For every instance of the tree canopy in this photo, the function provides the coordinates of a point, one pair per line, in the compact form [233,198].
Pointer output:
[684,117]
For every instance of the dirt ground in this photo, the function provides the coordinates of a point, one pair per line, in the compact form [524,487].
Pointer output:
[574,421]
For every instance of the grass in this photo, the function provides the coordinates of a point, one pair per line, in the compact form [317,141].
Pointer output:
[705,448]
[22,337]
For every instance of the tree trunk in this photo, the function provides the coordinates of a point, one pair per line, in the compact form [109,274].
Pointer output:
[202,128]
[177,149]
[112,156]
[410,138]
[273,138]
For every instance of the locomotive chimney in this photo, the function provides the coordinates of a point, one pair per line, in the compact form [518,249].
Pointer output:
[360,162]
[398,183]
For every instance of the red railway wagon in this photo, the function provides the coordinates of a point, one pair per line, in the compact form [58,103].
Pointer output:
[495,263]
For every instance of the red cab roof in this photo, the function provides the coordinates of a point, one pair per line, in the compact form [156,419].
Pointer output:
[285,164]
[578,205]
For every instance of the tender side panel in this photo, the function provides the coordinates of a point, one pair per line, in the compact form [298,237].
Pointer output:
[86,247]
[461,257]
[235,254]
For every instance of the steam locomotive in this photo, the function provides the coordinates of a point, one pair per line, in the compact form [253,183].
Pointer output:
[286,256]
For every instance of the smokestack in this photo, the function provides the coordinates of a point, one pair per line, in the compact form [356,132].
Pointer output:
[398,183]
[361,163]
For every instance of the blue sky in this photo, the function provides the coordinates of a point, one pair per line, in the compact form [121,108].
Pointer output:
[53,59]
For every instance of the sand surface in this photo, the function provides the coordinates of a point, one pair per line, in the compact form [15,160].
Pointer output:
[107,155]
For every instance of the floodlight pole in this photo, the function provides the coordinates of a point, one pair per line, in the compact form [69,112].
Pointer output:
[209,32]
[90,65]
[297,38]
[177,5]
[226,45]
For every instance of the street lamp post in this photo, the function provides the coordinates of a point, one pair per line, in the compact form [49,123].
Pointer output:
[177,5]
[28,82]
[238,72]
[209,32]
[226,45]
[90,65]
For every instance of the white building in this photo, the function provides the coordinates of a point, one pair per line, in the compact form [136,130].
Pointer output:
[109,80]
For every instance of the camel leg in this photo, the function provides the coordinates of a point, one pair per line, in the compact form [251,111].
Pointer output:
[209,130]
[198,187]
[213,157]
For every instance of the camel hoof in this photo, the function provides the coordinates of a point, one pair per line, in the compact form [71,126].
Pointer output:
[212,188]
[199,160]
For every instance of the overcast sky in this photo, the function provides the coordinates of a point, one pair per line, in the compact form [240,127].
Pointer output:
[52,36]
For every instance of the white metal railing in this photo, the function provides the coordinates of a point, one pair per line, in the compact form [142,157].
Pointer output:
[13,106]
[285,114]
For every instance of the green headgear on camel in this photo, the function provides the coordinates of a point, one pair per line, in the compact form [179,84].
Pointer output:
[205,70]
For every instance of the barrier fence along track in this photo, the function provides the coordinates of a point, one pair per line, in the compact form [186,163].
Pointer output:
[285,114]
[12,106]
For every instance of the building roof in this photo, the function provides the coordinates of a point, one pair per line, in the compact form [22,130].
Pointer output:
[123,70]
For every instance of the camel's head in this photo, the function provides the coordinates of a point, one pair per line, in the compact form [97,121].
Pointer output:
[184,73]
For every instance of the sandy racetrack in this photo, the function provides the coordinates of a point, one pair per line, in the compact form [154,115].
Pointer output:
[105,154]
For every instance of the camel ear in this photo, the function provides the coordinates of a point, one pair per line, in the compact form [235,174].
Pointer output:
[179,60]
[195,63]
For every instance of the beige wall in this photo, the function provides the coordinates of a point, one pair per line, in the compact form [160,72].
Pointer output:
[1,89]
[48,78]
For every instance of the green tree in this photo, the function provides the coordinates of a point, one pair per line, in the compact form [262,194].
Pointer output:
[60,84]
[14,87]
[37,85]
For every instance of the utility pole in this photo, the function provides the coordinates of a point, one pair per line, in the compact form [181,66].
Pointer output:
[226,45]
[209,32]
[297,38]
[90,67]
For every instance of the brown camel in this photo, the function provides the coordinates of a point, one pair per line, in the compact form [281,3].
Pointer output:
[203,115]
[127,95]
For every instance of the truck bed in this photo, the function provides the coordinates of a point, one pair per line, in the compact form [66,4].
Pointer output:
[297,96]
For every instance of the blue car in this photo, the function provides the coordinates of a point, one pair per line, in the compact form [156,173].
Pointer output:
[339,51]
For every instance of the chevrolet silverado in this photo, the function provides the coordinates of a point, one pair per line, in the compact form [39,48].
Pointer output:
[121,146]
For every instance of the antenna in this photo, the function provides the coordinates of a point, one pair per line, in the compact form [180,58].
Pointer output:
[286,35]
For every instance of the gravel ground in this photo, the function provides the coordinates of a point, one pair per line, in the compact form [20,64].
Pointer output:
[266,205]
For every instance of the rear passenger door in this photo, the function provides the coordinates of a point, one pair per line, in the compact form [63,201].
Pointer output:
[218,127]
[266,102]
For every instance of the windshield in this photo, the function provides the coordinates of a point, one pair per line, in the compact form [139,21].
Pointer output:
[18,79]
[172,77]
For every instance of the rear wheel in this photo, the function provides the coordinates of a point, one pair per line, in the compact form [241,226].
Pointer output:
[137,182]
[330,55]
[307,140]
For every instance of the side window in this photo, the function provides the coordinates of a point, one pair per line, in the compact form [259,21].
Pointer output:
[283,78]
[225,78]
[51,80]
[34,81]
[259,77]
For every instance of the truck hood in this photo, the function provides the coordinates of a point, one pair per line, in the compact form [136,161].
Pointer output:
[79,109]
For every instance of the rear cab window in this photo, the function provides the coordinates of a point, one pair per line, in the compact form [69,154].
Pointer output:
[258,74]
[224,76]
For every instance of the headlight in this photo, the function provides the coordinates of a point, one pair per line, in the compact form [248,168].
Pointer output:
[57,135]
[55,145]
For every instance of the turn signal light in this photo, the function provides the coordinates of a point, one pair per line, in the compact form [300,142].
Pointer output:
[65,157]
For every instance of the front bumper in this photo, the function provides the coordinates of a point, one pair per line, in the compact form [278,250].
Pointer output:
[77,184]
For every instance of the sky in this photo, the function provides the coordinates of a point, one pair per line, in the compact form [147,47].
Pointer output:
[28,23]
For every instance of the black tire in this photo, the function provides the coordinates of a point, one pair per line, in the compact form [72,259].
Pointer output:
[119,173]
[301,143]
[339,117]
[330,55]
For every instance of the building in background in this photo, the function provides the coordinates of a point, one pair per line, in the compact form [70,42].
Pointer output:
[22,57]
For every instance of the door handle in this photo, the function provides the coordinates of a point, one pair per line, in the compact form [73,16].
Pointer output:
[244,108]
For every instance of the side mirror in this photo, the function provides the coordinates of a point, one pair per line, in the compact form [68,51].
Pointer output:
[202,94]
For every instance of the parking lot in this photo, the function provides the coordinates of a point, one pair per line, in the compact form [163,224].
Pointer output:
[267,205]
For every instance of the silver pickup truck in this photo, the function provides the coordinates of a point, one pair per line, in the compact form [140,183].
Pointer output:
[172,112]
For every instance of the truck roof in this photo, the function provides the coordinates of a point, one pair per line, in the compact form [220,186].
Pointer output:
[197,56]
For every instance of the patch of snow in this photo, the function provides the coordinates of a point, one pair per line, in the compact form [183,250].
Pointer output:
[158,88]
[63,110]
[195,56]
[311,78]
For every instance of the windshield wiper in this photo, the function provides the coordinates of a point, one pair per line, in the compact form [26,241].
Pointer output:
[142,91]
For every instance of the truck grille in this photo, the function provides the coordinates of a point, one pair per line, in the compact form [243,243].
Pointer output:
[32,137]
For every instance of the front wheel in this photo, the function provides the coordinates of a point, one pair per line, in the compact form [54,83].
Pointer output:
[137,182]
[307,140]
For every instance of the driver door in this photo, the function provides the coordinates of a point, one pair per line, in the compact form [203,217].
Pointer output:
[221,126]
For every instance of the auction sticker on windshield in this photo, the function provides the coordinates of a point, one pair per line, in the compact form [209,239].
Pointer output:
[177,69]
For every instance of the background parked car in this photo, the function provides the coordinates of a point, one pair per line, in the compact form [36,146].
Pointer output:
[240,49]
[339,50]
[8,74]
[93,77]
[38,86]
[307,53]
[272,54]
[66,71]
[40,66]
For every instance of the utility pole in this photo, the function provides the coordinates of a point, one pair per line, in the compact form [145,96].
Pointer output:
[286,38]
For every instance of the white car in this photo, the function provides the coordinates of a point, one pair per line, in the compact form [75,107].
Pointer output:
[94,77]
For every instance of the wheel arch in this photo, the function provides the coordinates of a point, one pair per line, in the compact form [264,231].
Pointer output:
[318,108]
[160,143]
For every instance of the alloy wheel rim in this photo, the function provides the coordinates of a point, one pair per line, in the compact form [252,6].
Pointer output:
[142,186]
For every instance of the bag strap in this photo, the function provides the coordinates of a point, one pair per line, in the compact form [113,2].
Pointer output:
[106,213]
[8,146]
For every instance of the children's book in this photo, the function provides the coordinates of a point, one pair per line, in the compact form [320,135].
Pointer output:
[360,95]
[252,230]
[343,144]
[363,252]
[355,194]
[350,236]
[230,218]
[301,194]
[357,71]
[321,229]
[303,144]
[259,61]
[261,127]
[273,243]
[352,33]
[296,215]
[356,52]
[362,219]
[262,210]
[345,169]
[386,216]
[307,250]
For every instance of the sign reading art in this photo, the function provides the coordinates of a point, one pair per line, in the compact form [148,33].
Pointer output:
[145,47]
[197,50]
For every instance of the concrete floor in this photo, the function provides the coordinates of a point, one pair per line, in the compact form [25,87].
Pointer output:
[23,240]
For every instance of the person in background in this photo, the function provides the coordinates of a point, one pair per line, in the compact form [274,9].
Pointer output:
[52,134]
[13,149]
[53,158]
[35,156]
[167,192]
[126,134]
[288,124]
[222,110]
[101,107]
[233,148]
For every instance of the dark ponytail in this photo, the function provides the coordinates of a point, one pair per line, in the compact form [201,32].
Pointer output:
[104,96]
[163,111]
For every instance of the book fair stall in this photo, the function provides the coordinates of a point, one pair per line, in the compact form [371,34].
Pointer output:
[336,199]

EXERCISE GOAL: What is needed is an exact copy of the lines from the start of the listing through the line where "For every instance of the smokestack" sits, please, both end lines included and nothing more.

SOLUTION TO THIS EXERCISE:
For every instance of the tree canopy in this photo, the function provides the coordinates of a point, one pair per line, in the compact form [233,198].
Pointer output:
[684,117]
For every instance of the dirt ground in this photo, the function provides the coordinates of a point, one pair per line, in the compact form [524,487].
Pointer output:
[574,421]
For every instance of the grass in this photo, the function provides the coordinates of a point, one pair per line, in the compact form [317,141].
Pointer output:
[705,448]
[22,337]
For every instance of the tree trunk in this photo, the function provides the coordinates of a point, one pair per line, in the compact form [109,274].
Pointer output:
[202,128]
[177,149]
[112,156]
[410,138]
[273,138]
For every instance of the locomotive chimney in this photo, the function provides the coordinates of a point, one pair per line, in the compact form [518,249].
Pointer output:
[360,162]
[398,183]
For every instance of the red railway wagon in this photo, the function provides the coordinates of a point, one pair per line, in the compact form [58,103].
Pointer output:
[495,263]
For every instance of the red cab roof in this photo, the function provides the coordinates of a point, one pair per line, in the compact form [156,419].
Pointer output:
[285,164]
[578,205]
For every instance of the tender side panel in this photo, the function provides the coordinates of a point, one pair per line, in the compact form [298,237].
Pointer output:
[86,247]
[461,257]
[235,254]
For every instance of the steam locomotive in this photo, the function provides the coordinates of a point, one pair per line, in the compact form [253,183].
Pointer output:
[286,256]
For every instance of the smokestack in this photo, the function provides the coordinates of a point, one pair per line, in the compact form [356,132].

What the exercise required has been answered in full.